**TASK BRIEF**
Take the material and output all of it exactly.

**SOURCE RECORDS**

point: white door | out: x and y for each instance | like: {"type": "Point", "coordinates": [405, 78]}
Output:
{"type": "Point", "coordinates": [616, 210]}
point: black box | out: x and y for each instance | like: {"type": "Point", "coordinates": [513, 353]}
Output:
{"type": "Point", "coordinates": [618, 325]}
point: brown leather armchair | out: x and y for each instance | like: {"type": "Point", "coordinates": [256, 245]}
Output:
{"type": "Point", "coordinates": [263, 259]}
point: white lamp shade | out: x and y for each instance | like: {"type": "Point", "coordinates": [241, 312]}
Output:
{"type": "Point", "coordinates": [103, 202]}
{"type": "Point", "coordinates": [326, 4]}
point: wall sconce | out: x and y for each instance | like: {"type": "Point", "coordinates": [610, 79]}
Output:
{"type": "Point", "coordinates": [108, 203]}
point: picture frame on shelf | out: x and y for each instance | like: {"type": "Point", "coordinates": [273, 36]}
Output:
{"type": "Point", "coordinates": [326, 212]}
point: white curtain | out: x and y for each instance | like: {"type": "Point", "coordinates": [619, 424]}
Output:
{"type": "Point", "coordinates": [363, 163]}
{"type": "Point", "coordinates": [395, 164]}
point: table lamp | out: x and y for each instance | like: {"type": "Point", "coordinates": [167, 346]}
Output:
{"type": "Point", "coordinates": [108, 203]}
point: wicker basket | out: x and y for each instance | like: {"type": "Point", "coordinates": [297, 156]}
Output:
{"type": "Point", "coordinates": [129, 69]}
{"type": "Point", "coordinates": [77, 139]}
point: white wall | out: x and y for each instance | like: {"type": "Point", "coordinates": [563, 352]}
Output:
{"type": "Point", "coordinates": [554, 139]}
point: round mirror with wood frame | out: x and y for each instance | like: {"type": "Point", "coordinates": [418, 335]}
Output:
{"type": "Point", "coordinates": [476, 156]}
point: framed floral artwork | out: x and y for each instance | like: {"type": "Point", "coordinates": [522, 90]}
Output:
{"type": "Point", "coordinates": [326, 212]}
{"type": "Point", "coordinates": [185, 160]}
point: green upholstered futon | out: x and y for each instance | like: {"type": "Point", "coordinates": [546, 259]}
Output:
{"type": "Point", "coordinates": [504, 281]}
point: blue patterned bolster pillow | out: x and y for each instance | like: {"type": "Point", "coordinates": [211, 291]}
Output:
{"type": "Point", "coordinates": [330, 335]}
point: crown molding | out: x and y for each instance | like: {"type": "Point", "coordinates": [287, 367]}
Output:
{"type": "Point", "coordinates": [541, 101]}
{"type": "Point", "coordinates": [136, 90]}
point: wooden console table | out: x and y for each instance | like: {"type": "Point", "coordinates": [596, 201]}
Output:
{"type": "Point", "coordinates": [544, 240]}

**THE COMPLETED TASK**
point: white door | out: x and y for each instance | like: {"type": "Point", "coordinates": [405, 78]}
Output:
{"type": "Point", "coordinates": [616, 210]}
point: black box | out: x and y for each instance | like: {"type": "Point", "coordinates": [513, 353]}
Output:
{"type": "Point", "coordinates": [618, 325]}
point: brown leather armchair | out: x and y for each instance | like: {"type": "Point", "coordinates": [256, 245]}
Output:
{"type": "Point", "coordinates": [263, 259]}
point: white lamp shade | out: x and y for each instance | like: {"type": "Point", "coordinates": [241, 312]}
Output:
{"type": "Point", "coordinates": [103, 202]}
{"type": "Point", "coordinates": [326, 4]}
point: wall sconce | out: x and y for each instance | like: {"type": "Point", "coordinates": [610, 79]}
Output:
{"type": "Point", "coordinates": [108, 203]}
point: picture frame on shelf | out: x and y for each instance | like: {"type": "Point", "coordinates": [273, 36]}
Output:
{"type": "Point", "coordinates": [326, 212]}
point: white curtain | out: x and y for each instance | like: {"type": "Point", "coordinates": [619, 424]}
Output:
{"type": "Point", "coordinates": [363, 163]}
{"type": "Point", "coordinates": [395, 164]}
point: table lamp | out: x and y for each instance | like: {"type": "Point", "coordinates": [167, 346]}
Output:
{"type": "Point", "coordinates": [108, 203]}
point: wicker basket | out: x and y for each instance | like: {"type": "Point", "coordinates": [297, 156]}
Output:
{"type": "Point", "coordinates": [129, 69]}
{"type": "Point", "coordinates": [77, 139]}
point: white wall | out: x and y for each instance | like: {"type": "Point", "coordinates": [563, 352]}
Output:
{"type": "Point", "coordinates": [554, 139]}
point: round mirror with wood frame | out: x and y for each instance | like: {"type": "Point", "coordinates": [418, 335]}
Output:
{"type": "Point", "coordinates": [476, 156]}
point: framed floral artwork | out: x and y for each instance | like: {"type": "Point", "coordinates": [522, 90]}
Output:
{"type": "Point", "coordinates": [326, 212]}
{"type": "Point", "coordinates": [185, 160]}
point: green upholstered futon | out: x and y for each instance | like: {"type": "Point", "coordinates": [546, 259]}
Output:
{"type": "Point", "coordinates": [504, 281]}
point: blue patterned bolster pillow | out: x and y for each instance | like: {"type": "Point", "coordinates": [211, 291]}
Output:
{"type": "Point", "coordinates": [330, 335]}
point: crown molding | out: x and y for each instance | like: {"type": "Point", "coordinates": [287, 367]}
Output:
{"type": "Point", "coordinates": [541, 101]}
{"type": "Point", "coordinates": [136, 90]}
point: wooden console table | out: x and y for each instance | like: {"type": "Point", "coordinates": [596, 201]}
Output:
{"type": "Point", "coordinates": [544, 240]}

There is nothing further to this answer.